WHAT TO DO: Each line in the records below that has the word "triangular" should be copied.

(Records from a data source)
-- Opening Marker --
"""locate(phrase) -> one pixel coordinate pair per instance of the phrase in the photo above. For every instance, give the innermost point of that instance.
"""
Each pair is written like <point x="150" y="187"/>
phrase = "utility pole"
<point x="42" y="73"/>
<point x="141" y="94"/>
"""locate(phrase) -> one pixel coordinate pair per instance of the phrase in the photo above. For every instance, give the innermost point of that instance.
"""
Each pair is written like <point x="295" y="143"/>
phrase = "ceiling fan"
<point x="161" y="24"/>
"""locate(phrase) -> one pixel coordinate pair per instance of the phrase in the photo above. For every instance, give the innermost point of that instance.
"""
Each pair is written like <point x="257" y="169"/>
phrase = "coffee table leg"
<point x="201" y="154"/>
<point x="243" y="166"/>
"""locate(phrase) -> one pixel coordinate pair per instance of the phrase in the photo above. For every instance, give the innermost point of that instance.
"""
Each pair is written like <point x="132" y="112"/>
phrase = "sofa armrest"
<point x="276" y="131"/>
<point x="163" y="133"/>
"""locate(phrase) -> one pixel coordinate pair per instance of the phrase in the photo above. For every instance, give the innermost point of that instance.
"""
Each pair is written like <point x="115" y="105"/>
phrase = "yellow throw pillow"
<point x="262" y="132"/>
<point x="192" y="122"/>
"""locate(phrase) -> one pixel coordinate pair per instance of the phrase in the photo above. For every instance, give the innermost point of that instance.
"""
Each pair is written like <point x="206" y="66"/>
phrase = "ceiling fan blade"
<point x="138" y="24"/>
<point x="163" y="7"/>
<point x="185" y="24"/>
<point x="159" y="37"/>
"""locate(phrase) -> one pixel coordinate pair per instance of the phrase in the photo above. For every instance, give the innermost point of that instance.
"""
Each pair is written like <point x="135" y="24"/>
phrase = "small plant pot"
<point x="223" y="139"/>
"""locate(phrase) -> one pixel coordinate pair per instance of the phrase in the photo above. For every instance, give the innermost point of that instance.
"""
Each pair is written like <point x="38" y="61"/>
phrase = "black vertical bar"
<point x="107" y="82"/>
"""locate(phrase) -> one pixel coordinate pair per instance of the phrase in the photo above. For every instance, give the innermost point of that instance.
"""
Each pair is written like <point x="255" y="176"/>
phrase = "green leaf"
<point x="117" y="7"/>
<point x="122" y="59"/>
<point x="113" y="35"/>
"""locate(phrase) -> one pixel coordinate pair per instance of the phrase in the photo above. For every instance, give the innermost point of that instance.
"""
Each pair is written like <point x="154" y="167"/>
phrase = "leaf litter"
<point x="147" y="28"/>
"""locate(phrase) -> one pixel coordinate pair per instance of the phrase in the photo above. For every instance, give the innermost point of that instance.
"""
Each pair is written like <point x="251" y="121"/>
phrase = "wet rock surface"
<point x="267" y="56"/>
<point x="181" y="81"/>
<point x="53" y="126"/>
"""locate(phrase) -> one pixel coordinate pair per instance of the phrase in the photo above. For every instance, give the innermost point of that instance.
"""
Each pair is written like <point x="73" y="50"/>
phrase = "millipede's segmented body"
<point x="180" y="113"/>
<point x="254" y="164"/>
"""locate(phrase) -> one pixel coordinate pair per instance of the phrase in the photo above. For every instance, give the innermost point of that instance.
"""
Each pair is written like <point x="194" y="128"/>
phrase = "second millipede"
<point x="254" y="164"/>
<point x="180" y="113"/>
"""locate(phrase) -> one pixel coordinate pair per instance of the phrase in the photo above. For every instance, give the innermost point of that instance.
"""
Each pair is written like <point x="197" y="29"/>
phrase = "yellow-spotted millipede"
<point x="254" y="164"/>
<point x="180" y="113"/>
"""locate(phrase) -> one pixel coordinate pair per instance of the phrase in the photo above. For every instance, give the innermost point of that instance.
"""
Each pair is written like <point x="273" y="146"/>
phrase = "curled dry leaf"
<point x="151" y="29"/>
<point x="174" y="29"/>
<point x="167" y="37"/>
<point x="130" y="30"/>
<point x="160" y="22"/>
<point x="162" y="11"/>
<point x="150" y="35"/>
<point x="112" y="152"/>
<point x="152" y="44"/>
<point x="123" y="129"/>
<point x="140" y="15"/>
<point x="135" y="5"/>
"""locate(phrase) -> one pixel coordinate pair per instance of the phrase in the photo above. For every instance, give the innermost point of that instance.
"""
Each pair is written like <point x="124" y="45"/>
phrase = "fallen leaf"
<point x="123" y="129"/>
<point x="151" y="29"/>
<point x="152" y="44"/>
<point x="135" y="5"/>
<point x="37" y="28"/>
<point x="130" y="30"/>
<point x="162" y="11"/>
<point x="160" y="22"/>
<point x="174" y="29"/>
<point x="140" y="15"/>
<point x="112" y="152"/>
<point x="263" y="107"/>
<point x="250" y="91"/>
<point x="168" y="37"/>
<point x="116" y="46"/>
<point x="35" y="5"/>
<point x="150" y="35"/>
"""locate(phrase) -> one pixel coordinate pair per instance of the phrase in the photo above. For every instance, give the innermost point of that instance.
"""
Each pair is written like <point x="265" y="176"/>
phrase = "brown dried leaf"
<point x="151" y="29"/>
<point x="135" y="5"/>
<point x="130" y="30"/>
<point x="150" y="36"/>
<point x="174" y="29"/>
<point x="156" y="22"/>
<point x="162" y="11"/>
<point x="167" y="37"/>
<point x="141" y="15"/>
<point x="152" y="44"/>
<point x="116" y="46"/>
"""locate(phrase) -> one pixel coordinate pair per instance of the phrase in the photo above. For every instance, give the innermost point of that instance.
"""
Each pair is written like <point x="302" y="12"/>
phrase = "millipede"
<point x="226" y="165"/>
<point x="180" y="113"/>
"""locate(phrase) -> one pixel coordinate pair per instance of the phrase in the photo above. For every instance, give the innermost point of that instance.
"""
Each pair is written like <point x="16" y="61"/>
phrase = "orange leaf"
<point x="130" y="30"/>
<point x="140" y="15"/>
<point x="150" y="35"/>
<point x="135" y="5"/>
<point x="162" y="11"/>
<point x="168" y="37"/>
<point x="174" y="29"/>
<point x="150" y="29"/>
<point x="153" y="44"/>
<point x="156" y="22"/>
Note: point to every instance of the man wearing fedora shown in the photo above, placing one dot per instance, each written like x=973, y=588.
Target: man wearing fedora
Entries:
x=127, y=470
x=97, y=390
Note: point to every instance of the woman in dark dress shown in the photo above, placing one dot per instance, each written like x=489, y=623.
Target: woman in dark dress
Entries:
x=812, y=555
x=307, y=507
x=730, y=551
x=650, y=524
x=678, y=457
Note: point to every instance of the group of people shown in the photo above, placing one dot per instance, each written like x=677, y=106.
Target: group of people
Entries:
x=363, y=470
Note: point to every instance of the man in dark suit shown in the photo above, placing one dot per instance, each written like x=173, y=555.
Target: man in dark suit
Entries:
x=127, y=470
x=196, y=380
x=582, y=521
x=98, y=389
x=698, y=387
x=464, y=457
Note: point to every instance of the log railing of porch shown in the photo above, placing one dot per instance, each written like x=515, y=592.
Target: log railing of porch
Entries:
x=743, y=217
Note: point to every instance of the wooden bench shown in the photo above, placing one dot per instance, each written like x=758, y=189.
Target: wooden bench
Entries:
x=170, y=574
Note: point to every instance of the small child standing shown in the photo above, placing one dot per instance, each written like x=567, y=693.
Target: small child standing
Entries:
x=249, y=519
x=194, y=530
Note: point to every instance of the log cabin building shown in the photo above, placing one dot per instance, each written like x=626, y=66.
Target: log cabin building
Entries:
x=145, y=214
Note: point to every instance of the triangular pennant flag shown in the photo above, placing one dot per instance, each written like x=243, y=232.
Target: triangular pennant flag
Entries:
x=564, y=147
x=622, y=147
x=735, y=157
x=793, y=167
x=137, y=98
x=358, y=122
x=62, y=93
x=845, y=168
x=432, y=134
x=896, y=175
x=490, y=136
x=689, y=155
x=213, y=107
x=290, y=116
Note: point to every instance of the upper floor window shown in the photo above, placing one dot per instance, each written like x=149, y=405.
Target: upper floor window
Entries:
-- Closing Marker --
YOUR RESPONSE:
Note: point to every instance of the triangular pennant flag shown in the photo above, placing one dot per instance, each written like x=243, y=232.
Target: triangular pennant flag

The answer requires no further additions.